# [GIVEN PROBLEM]
Copy out all of the material exactly.

================

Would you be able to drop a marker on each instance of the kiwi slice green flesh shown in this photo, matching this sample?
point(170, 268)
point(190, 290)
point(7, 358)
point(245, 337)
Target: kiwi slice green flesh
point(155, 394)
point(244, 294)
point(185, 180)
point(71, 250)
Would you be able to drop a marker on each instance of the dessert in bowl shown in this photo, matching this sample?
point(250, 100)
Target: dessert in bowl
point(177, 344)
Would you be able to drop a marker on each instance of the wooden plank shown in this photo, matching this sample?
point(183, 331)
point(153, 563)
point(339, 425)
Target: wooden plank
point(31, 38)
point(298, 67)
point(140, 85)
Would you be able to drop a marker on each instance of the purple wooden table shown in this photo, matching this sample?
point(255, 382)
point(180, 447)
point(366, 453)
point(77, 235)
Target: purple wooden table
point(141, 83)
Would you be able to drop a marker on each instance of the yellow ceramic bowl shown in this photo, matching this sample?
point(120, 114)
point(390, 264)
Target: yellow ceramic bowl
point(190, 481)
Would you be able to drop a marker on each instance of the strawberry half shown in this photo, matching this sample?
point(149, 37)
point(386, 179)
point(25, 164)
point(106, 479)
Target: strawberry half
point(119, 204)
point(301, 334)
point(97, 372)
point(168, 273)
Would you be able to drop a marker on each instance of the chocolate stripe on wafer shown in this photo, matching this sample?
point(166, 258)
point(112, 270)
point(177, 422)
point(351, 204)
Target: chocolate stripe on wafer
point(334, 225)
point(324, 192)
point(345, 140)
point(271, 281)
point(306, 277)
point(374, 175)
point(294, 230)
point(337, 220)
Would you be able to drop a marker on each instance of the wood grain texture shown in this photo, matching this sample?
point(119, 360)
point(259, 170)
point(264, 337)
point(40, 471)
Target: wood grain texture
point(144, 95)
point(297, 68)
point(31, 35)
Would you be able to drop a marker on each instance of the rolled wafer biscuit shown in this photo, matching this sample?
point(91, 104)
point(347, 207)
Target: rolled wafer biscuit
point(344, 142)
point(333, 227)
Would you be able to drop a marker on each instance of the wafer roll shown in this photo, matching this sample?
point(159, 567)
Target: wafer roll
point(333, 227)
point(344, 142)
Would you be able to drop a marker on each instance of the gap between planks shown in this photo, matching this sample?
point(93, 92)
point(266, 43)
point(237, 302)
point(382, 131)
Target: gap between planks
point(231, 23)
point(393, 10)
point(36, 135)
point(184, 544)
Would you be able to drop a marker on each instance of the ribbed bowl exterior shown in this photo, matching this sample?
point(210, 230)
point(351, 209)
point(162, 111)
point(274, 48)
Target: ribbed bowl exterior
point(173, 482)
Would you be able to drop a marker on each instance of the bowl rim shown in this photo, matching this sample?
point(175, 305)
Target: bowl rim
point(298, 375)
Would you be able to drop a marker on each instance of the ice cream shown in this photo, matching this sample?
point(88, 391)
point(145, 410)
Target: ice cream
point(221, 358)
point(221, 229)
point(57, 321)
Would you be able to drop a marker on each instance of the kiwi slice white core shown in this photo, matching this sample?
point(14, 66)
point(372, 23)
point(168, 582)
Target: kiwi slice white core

================

# [RESULT FOR THIS TASK]
Would you be able to drop a marker on each instance of the kiwi slice green flesh shown in this photo, matching this sample?
point(170, 268)
point(190, 290)
point(7, 358)
point(245, 337)
Target: kiwi slice green flesh
point(155, 394)
point(244, 294)
point(185, 180)
point(71, 250)
Would you be able to drop a marker on each instance of the dessert in bowl shown in this photo, matching this sample?
point(250, 100)
Target: dessert in bowl
point(177, 344)
Would you be able to drop a marker on each instance of the wooden plank shown in this photo, matching this sample?
point(183, 331)
point(153, 563)
point(339, 425)
Target: wooden plank
point(31, 38)
point(298, 67)
point(140, 85)
Would you be able to drop a marker on each instance of the purple wooden table shown in this photo, matching this sample?
point(255, 382)
point(180, 447)
point(366, 453)
point(77, 235)
Target: purple wooden table
point(141, 83)
Would you be able to drop a marker on each instance of the yellow ceramic bowl shown in this photo, matching this sample?
point(120, 114)
point(390, 264)
Target: yellow ceramic bowl
point(190, 481)
Would you be able to drop a marker on each instance of the strawberry half shown in this photo, matching this sample?
point(149, 37)
point(386, 179)
point(25, 164)
point(106, 479)
Target: strawberry half
point(119, 204)
point(301, 334)
point(97, 372)
point(168, 273)
Would you be able to drop a marker on each instance of the chocolate stripe on wafer shown in this photo, matching this sample?
point(166, 258)
point(112, 270)
point(177, 422)
point(351, 204)
Target: chocolate stripe on wafer
point(334, 225)
point(324, 192)
point(345, 140)
point(271, 281)
point(306, 277)
point(374, 175)
point(294, 230)
point(337, 220)
Would you be able to drop a marker on each instance of the wood grain texture shown in this photo, matching this sample?
point(119, 360)
point(259, 170)
point(264, 337)
point(40, 471)
Target: wood grain texture
point(144, 95)
point(297, 68)
point(31, 35)
Would you be able to drop a marker on each instance of the rolled wafer biscuit shown in this photo, matching this sample?
point(91, 104)
point(347, 207)
Target: rolled wafer biscuit
point(344, 142)
point(333, 227)
Would you be able to drop a marker on each instance of the wafer roll shown in this photo, matching this sample?
point(159, 567)
Target: wafer roll
point(333, 227)
point(344, 142)
Would you be able to drop a marker on each instance of the gap between planks shown in this photo, matching this sample?
point(93, 92)
point(266, 43)
point(237, 302)
point(382, 131)
Target: gap between planks
point(231, 23)
point(393, 10)
point(36, 135)
point(184, 544)
Would you be able to drop a marker on each instance of the ribbed bowl exterior shown in this photo, matching this sample?
point(210, 230)
point(351, 209)
point(162, 111)
point(274, 48)
Target: ribbed bowl exterior
point(173, 482)
Would you be able to drop a marker on each instance of the bowl rim shown in this photo, matching this sample?
point(175, 305)
Target: bowl rim
point(298, 375)
Would you be able to drop a marker on each instance of the ice cream shown in this photo, matching this sample?
point(88, 391)
point(145, 410)
Target: ice cream
point(221, 358)
point(221, 229)
point(57, 321)
Would you be able to drop a marker on each instance of the kiwi slice white core shown in this photo, matching this sample?
point(14, 66)
point(372, 23)
point(168, 582)
Target: kiwi slice white core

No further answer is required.